** begin Page text **

George Floyd is not the first Black to be murdered by white cops in the US, and, sadly, he will not be the last. Every time the police kills African Americans, every self-righteous media and every Democrat is outraged and let loose his wailing; and they call for peace, peaceful coexistence and the respect of every American citizen’s rights, regardless of whether he is Black, White, Indian or Asian. Fancy words that have never make racism go away; indeed, there is an innate racism in every ruling class and, with the bourgeoisie, it has reached levels unheard of in previous societies.

The bourgeoisie is the class who has merged, in its ideology, the notion of intellectual and civil supremacy on all the other classes, with the “natural” privilege of being the class who first overcame the primitive barbaric conditions of life, thanks to production techniques, industry, innovations and scientific discoveries. But this supremacy, this privilege, rest on a mode of production – capitalism – based on the most advanced form of slavery: wage slavery, under which most of the population has no choice but to sell their labor power and bodies in order to survive. A form of slavery that carries all the most abject forms of previous societies with it, showing how the capitalist society, from the standpoint of human relations, is the most dehumanizing and inhuman class society in history.

The bourgeois racism against the proletarian class, against the wage workers’ “race”, exploited for the sole purpose of making profit and thrown away like garbage when they can no longer be exploited, this racism has not replaced the former ruling classes’, the nobility’s, the clergy’s, the feudal lords’ or the antique slave owners’ racism; it has added up to it.

In the era of private property raised to its highest power, the ruling bourgeois class has introduced – thanks to the capitalist mode of production – another, much more decisive form of private property: the private appropriation of production. This private appropriation, which allows every entrepreneur to decide the fate of the wage workers he employs even when he doesn’t own the means of production, and even when the funds to start the production, or its distribution, have been borrowed, this private appropriation is the basis on which rests the bourgeois privilege – a privilege attached to the entrepreneur “race”, the capitalist “race” who has, in effect, a right of life and death on the proletariat and most of the population. And since every bourgeois competes with other bourgeois and must therefore use his social privilege and stamp on both wage slaves and bourgeois competitors, he finds an ready-made tool in the racial oppression forms inherited from former societies, these forms being perfectly compatible with the state-of-the-art capitalist oppression’s own ones.

Racism against Blacks, against Jews, against Indians, against Latinos, or against Asians, dates back a long time ago. The modern capitalist mode of production, which has revolutionized the world, has its historical roots in Europe, in Italy, in England, in France, in Germany; White peoples who, with the development of industry, have colonized the world and subjugated peoples on every continent. And as long as capitalism exists, so will the myths of the individual, the great boss or the supreme leader, the self-made capitalist; so will racism in all its many forms, always determined by the time’s economic, political, social and cultural requirements.

** end Page text **
** begin Extracted entries **

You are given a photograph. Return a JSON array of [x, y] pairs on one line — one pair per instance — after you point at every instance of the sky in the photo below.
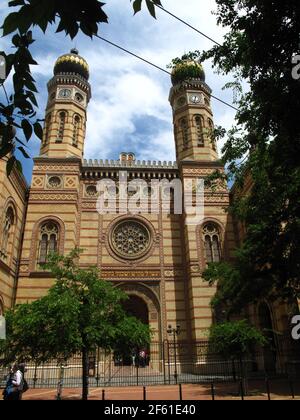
[[129, 109]]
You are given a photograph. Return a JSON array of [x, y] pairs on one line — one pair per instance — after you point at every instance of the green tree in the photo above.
[[19, 110], [80, 313], [234, 341], [264, 146]]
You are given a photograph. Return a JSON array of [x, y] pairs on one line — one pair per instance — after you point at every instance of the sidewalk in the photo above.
[[158, 393]]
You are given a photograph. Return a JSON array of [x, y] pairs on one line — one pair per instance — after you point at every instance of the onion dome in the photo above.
[[72, 63], [187, 69]]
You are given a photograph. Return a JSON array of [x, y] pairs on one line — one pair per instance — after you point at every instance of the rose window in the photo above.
[[55, 182], [130, 239]]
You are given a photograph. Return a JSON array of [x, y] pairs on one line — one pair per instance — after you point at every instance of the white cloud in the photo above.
[[126, 90]]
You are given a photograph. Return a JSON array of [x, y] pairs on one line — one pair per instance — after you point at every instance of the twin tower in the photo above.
[[156, 259], [70, 92]]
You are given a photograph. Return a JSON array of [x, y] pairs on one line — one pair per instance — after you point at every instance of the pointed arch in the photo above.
[[8, 230], [62, 116], [76, 128], [199, 123], [46, 240], [184, 128]]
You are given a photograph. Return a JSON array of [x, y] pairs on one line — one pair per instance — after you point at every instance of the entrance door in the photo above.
[[270, 351], [136, 307]]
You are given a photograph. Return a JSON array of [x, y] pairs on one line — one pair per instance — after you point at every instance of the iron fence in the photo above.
[[166, 363]]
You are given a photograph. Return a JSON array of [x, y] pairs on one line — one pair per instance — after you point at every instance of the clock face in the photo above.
[[65, 93], [195, 99], [181, 101], [79, 97]]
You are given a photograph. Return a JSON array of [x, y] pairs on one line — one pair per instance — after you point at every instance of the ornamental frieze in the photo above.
[[173, 273], [131, 275], [53, 197], [56, 168]]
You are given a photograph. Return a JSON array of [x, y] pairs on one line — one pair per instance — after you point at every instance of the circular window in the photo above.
[[91, 191], [55, 182], [130, 239]]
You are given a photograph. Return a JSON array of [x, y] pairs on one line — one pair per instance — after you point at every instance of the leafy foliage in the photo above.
[[80, 312], [233, 340], [19, 111], [262, 150]]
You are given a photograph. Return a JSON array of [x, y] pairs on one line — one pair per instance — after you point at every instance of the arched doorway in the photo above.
[[137, 307], [266, 325]]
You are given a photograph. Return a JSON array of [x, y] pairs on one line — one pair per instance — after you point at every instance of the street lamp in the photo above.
[[175, 332]]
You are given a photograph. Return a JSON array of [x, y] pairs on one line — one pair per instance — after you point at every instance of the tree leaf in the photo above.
[[137, 6], [151, 8], [10, 24], [27, 129], [38, 130], [10, 164], [24, 153]]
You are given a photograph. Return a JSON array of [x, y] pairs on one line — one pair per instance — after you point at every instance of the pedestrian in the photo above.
[[14, 384], [142, 358]]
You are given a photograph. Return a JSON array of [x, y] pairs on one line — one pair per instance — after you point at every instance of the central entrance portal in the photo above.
[[136, 307]]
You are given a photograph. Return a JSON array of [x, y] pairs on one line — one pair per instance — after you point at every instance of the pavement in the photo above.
[[167, 393]]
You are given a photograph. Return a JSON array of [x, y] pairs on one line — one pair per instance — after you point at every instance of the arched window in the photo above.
[[211, 129], [199, 127], [7, 231], [185, 133], [76, 130], [61, 126], [212, 243], [47, 129], [48, 241]]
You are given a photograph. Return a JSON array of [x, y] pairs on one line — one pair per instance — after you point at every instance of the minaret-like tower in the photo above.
[[197, 158], [68, 96], [193, 119]]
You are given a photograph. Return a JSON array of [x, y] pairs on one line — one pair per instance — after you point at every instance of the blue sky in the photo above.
[[129, 110]]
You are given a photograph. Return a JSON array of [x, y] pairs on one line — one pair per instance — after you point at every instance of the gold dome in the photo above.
[[72, 63]]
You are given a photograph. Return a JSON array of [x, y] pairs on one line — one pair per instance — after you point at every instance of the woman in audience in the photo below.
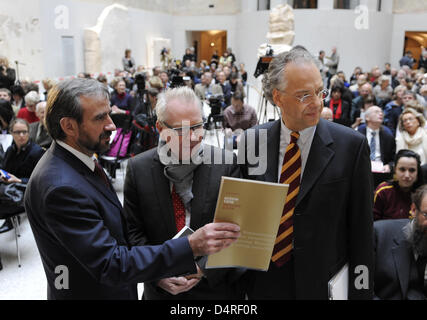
[[20, 159], [7, 75], [392, 199], [121, 101], [412, 133], [340, 107]]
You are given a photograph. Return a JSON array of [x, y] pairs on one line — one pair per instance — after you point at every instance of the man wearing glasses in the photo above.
[[174, 186], [401, 254], [327, 219]]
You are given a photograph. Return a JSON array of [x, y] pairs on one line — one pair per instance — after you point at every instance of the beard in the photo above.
[[99, 146]]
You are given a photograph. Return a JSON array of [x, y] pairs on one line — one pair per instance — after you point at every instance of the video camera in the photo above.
[[215, 103], [264, 62]]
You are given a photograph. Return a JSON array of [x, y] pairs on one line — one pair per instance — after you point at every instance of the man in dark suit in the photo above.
[[327, 220], [155, 184], [381, 142], [77, 219], [38, 131], [401, 254]]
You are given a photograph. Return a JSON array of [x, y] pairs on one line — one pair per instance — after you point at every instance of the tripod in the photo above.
[[263, 108]]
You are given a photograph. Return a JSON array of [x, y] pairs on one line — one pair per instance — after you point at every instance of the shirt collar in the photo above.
[[305, 134], [88, 161]]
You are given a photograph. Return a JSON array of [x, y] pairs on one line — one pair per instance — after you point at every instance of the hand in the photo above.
[[213, 237], [12, 179], [176, 285]]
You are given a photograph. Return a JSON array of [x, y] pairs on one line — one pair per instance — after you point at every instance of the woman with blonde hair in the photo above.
[[7, 75], [412, 133]]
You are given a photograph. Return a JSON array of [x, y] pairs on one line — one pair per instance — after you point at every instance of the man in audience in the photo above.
[[327, 218], [38, 131], [206, 89], [29, 112], [358, 103], [381, 142], [401, 254], [238, 117], [174, 186], [77, 219]]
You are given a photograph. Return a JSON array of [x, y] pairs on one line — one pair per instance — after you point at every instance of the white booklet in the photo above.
[[338, 285]]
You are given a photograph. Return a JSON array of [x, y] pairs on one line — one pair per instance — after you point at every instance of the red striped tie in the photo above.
[[291, 174], [178, 209]]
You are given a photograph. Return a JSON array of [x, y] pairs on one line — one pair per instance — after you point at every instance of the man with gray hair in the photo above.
[[77, 219], [401, 254], [174, 186], [327, 218], [38, 131]]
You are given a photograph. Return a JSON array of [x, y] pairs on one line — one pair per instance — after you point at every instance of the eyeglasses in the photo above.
[[181, 131], [323, 94], [18, 133]]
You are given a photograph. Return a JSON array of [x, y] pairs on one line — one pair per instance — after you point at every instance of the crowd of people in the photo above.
[[387, 106]]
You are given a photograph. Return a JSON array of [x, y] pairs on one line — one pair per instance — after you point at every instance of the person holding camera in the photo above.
[[7, 75]]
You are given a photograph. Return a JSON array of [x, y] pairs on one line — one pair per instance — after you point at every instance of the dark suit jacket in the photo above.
[[78, 222], [395, 266], [43, 140], [150, 217], [387, 145], [333, 214]]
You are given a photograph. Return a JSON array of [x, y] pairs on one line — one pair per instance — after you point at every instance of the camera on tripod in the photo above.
[[215, 103]]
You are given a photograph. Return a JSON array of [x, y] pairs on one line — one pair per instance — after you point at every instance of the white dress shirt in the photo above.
[[304, 143]]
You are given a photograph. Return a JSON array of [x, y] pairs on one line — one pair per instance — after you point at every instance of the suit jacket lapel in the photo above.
[[162, 187], [319, 156], [402, 257]]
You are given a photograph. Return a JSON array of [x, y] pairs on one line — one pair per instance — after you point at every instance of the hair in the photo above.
[[184, 94], [18, 120], [64, 101], [32, 98], [6, 111], [405, 153], [275, 77], [418, 115], [418, 196]]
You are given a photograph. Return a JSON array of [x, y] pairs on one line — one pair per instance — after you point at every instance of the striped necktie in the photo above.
[[291, 174]]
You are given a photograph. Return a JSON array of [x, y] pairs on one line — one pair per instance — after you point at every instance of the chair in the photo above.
[[113, 162], [14, 216]]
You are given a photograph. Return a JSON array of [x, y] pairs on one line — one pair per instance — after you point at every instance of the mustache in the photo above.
[[105, 134]]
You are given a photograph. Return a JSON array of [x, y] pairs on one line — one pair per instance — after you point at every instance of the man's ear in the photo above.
[[69, 126], [277, 97]]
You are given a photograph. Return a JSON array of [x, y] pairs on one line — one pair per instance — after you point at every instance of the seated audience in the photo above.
[[239, 115], [381, 141], [38, 130], [29, 112], [20, 159], [340, 108], [392, 199], [412, 135], [393, 109], [7, 74], [121, 101], [401, 254]]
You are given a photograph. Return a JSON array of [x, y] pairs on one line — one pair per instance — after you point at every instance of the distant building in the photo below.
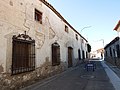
[[36, 42], [112, 49], [98, 53]]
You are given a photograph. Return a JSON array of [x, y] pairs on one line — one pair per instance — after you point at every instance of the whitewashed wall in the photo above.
[[17, 16]]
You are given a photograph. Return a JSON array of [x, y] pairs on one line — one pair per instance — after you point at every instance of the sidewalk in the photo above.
[[77, 78], [113, 73]]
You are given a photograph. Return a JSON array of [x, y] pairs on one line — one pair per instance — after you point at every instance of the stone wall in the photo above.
[[114, 61], [17, 16]]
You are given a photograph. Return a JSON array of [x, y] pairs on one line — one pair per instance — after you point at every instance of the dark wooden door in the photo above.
[[70, 52]]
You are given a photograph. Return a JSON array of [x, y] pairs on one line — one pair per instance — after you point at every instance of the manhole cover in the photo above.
[[87, 76]]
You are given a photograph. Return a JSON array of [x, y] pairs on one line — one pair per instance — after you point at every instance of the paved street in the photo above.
[[76, 78]]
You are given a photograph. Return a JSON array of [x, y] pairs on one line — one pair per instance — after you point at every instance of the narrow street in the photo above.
[[77, 78]]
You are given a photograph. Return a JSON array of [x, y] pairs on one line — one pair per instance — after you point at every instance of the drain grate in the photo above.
[[87, 76]]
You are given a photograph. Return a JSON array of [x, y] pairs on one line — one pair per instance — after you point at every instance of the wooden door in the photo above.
[[70, 54]]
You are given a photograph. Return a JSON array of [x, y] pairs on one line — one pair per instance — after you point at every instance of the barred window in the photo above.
[[66, 29], [23, 56], [55, 54], [38, 16]]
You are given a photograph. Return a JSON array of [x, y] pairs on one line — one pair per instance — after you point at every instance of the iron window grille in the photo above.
[[55, 54], [38, 16], [23, 54]]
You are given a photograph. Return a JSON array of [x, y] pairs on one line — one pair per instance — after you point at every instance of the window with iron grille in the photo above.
[[55, 54], [38, 16], [66, 29], [23, 54], [76, 37]]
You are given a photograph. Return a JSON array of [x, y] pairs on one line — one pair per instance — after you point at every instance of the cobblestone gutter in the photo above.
[[15, 82]]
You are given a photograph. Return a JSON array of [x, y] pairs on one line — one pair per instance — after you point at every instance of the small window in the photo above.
[[66, 29], [23, 54], [38, 16], [76, 37]]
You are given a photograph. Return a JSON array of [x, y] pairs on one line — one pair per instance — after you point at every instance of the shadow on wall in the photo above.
[[1, 68]]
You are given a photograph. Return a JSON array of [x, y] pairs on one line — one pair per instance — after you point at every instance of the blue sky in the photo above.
[[101, 15]]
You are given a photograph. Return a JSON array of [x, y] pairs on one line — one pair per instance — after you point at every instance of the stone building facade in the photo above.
[[36, 42], [112, 50]]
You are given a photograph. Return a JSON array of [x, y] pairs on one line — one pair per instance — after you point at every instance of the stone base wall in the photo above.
[[15, 82]]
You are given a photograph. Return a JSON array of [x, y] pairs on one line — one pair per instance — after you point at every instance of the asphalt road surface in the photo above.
[[77, 78]]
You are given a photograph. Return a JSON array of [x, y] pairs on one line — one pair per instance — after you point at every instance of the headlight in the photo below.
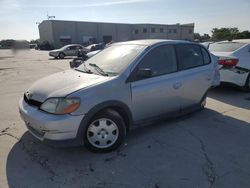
[[60, 105]]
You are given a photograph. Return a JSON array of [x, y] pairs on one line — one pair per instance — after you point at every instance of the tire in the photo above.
[[203, 102], [61, 55], [105, 132], [247, 85]]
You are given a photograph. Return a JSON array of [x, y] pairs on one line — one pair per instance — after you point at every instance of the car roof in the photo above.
[[246, 41], [151, 42]]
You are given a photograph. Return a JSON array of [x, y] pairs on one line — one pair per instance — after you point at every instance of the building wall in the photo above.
[[60, 33], [46, 32]]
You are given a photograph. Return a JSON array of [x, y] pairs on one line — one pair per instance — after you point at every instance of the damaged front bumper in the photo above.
[[46, 126]]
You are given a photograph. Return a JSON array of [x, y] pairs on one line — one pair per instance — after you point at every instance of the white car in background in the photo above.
[[234, 61]]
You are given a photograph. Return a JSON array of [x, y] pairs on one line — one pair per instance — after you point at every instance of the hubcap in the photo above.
[[102, 133]]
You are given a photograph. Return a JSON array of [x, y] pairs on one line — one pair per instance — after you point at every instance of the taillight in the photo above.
[[228, 62]]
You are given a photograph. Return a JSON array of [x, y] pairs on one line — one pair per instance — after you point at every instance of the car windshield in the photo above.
[[225, 46], [114, 59]]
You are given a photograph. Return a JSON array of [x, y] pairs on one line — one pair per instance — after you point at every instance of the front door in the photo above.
[[159, 93], [196, 71]]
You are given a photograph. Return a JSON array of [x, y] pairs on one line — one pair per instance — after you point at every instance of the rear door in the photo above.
[[158, 94], [196, 71]]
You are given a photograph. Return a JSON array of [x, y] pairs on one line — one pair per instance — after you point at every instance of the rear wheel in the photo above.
[[203, 101], [247, 85], [105, 132], [61, 55]]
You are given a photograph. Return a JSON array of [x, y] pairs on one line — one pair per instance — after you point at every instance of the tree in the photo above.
[[229, 34]]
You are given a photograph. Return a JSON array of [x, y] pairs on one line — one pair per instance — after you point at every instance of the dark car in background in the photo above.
[[68, 50]]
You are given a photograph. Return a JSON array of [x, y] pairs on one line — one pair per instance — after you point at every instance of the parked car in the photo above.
[[207, 44], [68, 50], [94, 47], [234, 61], [122, 86], [81, 58]]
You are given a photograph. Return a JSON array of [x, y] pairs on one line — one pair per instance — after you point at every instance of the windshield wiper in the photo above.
[[85, 69], [98, 69]]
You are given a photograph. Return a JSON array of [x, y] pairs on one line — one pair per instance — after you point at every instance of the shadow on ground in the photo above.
[[231, 95], [205, 149]]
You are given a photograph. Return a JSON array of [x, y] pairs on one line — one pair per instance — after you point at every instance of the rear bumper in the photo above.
[[50, 128], [234, 76]]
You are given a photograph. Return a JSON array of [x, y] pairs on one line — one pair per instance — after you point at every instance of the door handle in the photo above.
[[208, 78], [177, 85]]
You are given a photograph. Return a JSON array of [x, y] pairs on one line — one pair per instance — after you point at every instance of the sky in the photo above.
[[19, 18]]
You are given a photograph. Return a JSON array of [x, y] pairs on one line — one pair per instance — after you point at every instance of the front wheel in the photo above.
[[105, 132], [203, 101], [247, 85]]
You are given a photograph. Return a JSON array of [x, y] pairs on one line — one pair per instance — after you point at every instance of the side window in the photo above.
[[72, 47], [206, 56], [161, 60], [189, 56]]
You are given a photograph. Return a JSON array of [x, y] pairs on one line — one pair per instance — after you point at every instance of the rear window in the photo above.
[[189, 56], [225, 46]]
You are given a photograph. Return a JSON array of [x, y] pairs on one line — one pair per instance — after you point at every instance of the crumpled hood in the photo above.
[[63, 83]]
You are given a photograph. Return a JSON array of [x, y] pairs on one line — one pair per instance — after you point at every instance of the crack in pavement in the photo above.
[[208, 168], [33, 155], [38, 159]]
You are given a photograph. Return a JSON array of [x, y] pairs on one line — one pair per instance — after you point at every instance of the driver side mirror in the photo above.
[[144, 73]]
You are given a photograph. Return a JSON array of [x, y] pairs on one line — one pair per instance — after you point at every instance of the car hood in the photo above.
[[62, 84]]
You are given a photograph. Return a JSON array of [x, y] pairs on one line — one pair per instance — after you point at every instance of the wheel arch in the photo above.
[[117, 106]]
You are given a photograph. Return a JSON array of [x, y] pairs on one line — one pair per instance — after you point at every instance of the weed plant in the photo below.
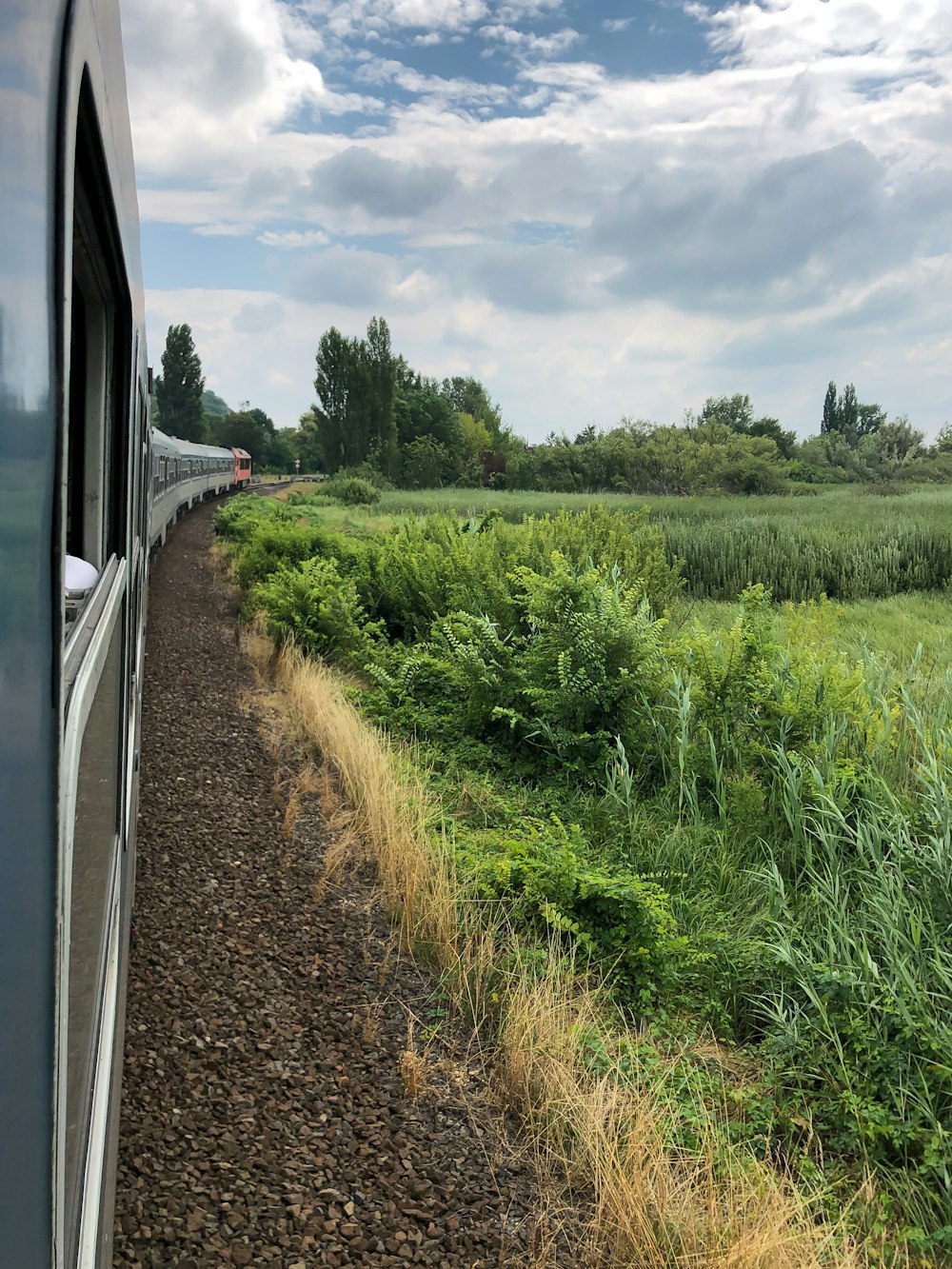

** end Extracted entries **

== Task requirements ==
(a) Repeat the portion of the essay on racism that opens with the words containing "The bourgeoisie is" and closes with "society in history.".
(b) Shift every coordinate in the answers by adding 76 to each number, and give the records again, requests included, from the line containing "side window in the photo above." through the line containing "[[189, 56], [225, 46]]".
The essay on racism and the records are unrelated material.

== Written responses ==
(a)
The bourgeoisie is the class who has merged, in its ideology, the notion of intellectual and civil supremacy on all the other classes, with the “natural” privilege of being the class who first overcame the primitive barbaric conditions of life, thanks to production techniques, industry, innovations and scientific discoveries. But this supremacy, this privilege, rest on a mode of production – capitalism – based on the most advanced form of slavery: wage slavery, under which most of the population has no choice but to sell their labor power and bodies in order to survive. A form of slavery that carries all the most abject forms of previous societies with it, showing how the capitalist society, from the standpoint of human relations, is the most dehumanizing and inhuman class society in history.

(b)
You are given a photograph. Return a JSON array of [x, y] pairs on one line — one pair per instance — after you point at every instance of the side window in the photo above.
[[148, 123], [282, 132], [237, 136], [265, 132]]
You are given a photograph. Return a JSON array of [x, y] pairs on one line — one pair per instance — after you point at every instance of the rear window in the photo above.
[[265, 132], [301, 122]]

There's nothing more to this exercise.